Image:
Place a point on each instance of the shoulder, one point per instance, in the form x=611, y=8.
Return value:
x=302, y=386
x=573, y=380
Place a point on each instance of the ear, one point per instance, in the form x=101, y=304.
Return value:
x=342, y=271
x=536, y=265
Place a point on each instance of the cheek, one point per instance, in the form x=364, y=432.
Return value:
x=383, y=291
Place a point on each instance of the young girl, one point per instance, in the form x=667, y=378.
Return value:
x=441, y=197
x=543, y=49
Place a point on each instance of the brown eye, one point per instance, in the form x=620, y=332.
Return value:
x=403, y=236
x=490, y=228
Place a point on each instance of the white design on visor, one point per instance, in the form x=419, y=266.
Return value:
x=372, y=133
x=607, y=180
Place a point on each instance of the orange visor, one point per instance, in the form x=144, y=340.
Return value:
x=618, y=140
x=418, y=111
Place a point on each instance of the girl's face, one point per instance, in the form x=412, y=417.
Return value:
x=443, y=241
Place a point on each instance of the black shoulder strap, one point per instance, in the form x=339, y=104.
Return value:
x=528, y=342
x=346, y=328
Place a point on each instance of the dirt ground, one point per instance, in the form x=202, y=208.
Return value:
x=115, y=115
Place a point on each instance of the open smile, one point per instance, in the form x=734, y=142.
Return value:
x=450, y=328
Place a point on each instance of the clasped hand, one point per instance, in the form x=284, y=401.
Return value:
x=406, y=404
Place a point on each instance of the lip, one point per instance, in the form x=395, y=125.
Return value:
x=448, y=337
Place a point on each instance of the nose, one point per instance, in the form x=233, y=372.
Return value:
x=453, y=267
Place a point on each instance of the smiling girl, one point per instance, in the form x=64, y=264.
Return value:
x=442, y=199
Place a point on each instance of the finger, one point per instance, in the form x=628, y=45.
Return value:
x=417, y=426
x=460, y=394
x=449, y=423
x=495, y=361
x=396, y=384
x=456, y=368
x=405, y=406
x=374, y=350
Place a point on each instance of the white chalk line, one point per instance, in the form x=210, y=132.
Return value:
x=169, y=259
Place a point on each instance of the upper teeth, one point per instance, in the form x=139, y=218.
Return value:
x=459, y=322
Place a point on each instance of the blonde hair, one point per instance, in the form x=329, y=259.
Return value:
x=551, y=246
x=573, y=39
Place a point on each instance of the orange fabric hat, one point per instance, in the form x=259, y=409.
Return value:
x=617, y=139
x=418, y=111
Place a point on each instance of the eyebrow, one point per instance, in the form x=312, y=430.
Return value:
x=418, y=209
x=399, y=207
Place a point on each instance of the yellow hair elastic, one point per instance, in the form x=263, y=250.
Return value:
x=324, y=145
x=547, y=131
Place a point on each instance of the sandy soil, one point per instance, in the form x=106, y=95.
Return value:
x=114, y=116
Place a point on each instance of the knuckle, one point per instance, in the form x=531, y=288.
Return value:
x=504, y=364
○ ○ ○ ○ ○ ○ ○
Copy the rows above, requests included, from the first row through the line containing "x=448, y=337", with both ends included. Adjust every x and y coordinate in the answers by -5, and leave the requests and their sample coordinates unchanged.

### Task solution:
Image:
Place a point on each instance of the shoulder, one point per instance, in the form x=611, y=8.
Return value:
x=297, y=381
x=568, y=375
Place a point on each instance of the ear, one point per instance, in the form x=101, y=304.
Return value:
x=337, y=266
x=531, y=260
Place a point on each instance of the cheek, one point per instance, in the form x=364, y=432.
Return value:
x=378, y=286
Place a point on each instance of the young girl, one point per instance, in the form x=667, y=378.
Return value:
x=436, y=192
x=538, y=44
Place a point on each instance of the brown eye, one point per instance, in the form x=620, y=332.
Return value:
x=398, y=231
x=485, y=223
Place a point on each instance of the white design on visor, one point per instance, in the form x=419, y=266.
Return value:
x=367, y=128
x=602, y=175
Place a point on each instance of the orange visor, one point per instance, in the form x=144, y=340.
Return value:
x=613, y=135
x=413, y=106
Place a point on each instance of the girl's face, one point per instance, in the form x=412, y=417.
Return value:
x=438, y=236
Place a point on each instance of the black shoulder strap, one point per instance, in the form x=339, y=104.
Return value:
x=523, y=337
x=341, y=323
Place a point on each instance of the dirt ground, one point per instance, in the form x=202, y=208.
Return value:
x=110, y=110
Place a point on each instance of the open smile, one point per instance, in the form x=734, y=142.
Return value:
x=445, y=323
Place a point on each instance of the clasped hand, one point per instance, in the form x=284, y=401.
Return value:
x=401, y=399
Place a point on each instance of the lip, one point per instance, in the form x=395, y=125.
Return value:
x=443, y=332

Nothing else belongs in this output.